▶ **Dataset rows**:
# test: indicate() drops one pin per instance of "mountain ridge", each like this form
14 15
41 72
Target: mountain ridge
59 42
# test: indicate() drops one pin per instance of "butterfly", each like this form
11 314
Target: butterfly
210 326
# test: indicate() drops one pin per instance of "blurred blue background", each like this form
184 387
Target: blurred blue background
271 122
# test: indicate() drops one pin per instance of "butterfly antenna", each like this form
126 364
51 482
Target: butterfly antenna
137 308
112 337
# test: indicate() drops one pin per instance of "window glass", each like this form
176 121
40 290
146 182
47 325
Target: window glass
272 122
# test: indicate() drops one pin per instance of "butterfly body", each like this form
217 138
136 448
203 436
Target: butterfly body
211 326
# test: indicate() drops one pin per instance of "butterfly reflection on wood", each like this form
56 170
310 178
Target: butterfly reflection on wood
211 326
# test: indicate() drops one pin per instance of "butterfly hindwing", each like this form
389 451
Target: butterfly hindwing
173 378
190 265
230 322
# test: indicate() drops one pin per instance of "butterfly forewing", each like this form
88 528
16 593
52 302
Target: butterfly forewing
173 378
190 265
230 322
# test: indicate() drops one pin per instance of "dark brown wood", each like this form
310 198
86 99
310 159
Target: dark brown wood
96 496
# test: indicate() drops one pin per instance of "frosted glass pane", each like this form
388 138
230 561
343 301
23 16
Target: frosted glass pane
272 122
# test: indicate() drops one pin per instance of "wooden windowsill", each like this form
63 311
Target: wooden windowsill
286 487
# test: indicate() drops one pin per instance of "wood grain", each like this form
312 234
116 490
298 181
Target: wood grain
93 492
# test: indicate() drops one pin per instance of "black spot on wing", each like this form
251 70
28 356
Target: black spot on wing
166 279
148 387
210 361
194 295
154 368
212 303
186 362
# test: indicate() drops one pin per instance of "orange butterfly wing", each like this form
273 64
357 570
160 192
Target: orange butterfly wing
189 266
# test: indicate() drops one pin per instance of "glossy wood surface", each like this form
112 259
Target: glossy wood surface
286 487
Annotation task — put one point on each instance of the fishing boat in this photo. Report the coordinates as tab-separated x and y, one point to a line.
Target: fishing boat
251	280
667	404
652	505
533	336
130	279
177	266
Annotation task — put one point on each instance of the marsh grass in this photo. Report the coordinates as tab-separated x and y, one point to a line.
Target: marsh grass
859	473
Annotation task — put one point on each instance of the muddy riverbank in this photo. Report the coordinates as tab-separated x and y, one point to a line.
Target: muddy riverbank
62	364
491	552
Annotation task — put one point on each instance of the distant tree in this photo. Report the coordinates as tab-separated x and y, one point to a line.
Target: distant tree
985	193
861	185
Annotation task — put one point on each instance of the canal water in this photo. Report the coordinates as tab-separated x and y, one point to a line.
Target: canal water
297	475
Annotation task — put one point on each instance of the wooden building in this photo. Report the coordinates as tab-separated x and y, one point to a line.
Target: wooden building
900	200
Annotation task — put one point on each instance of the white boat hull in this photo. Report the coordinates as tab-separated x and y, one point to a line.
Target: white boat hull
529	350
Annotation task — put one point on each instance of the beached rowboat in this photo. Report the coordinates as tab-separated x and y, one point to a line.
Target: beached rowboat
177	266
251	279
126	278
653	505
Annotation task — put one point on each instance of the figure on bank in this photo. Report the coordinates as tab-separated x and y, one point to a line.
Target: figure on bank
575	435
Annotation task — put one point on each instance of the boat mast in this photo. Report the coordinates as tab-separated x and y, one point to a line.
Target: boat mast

▶ **What needs to be done**:
Output the data above exactly, please, line for line.

▶ **Answer to this task**:
# test: indicate() drops one pin per instance of "mountain ridge", each like this form
14 15
41 72
Target: mountain ridge
59 42
# test: indicate() drops one pin per instance of "butterfly", each like this form
11 314
Target: butterfly
210 326
# test: indicate() drops one pin per instance of "blurred blue background", each like this form
184 387
Target: blurred blue background
271 122
# test: indicate() drops one pin per instance of "butterfly antenna", each like this form
126 364
51 482
Target: butterfly antenna
137 308
112 337
# test: indicate() drops one pin per instance of "window glass", each like this form
176 121
40 290
146 182
47 325
Target: window glass
272 122
# test: indicate() drops one pin per instance of "butterfly body", each like this form
217 138
136 448
203 436
Target: butterfly body
211 326
# test: indicate() drops one pin per instance of "butterfly reflection on wood", each like this form
56 170
310 178
Target: butterfly reflection on wood
211 326
# test: indicate() drops one pin per instance of "butterfly hindwing", each like this form
389 451
Target: butterfly hindwing
173 378
190 265
230 322
# test: indicate() drops one pin per instance of "butterfly forewing", each like this form
88 528
16 593
52 302
Target: butterfly forewing
173 378
190 265
230 322
# test: indicate() drops one pin per instance of "dark brown wood", each like this form
310 198
86 99
310 159
Target: dark brown wood
96 496
# test: indicate() drops one pin per instance of "frosted glass pane", each like this form
388 138
230 561
343 301
23 16
Target: frosted glass pane
272 122
# test: indicate() drops one pin per instance of "wooden windowsill", each like this form
63 311
Target: wooden windowsill
286 487
# test: indicate() drops one pin per instance of "wood grain", each like this form
312 234
116 490
298 181
Target: wood grain
93 492
# test: indicate() drops one pin per instance of "black spot on wing", each like this form
251 70
28 356
Target: black spot on wing
166 279
148 387
210 361
194 295
154 368
212 303
186 362
# test: indicate() drops one pin per instance of "orange butterfly wing", each like this form
273 64
357 570
160 192
Target: orange butterfly wing
189 266
# test: indicate() drops one pin per instance of "glossy wood surface", each like this form
112 259
Target: glossy wood surface
286 487
Annotation task — put one point on each instance of the fishing boat in this photo. Report the coordinates as tab-separated x and y, one point to a line.
Target: fishing boat
251	280
667	404
652	505
533	336
130	279
177	266
Annotation task — put one point on each instance of the marsh grass in this photo. Report the coordinates as tab-separated x and y, one point to a line.
Target: marsh grass
859	473
Annotation task — put one point on each instance of the muddy riverbank in this photo. Report the coordinates as tab-separated x and y, one point to a line.
Target: muddy riverbank
62	364
491	552
Annotation task — put one point on each instance of the distant tree in this photo. Report the coordinates as tab-separated x and y, one point to a line.
Target: distant tree
985	193
861	185
Annotation task — put one point on each instance of the canal water in this photo. Report the coordinates as tab-separated x and y, one point to a line.
Target: canal water
297	475
Annotation task — put one point on each instance of the wooden building in this photo. Report the coordinates as tab-separated x and y, one point to a line.
Target: wooden building
900	200
Annotation task — put one point on each instance of the white boat hull in this photo. Report the coordinates as tab-separated x and y, one point to a line.
Target: white boat hull
529	350
Annotation task — put one point on each instance of the beached rowboat in this photo. Report the coordinates as tab-separated x and y, one point to a line.
Target: beached rowboat
177	266
251	279
126	278
653	505
Annotation task — put one point on each instance of the figure on bank in this photo. Report the coordinates as tab-separated x and y, one point to a line.
Target: figure on bank
575	435
Annotation task — put one point on each instance of the boat mast in this photo. Report the coordinates as tab-separated x and y, one point to a line.
Target: boat mast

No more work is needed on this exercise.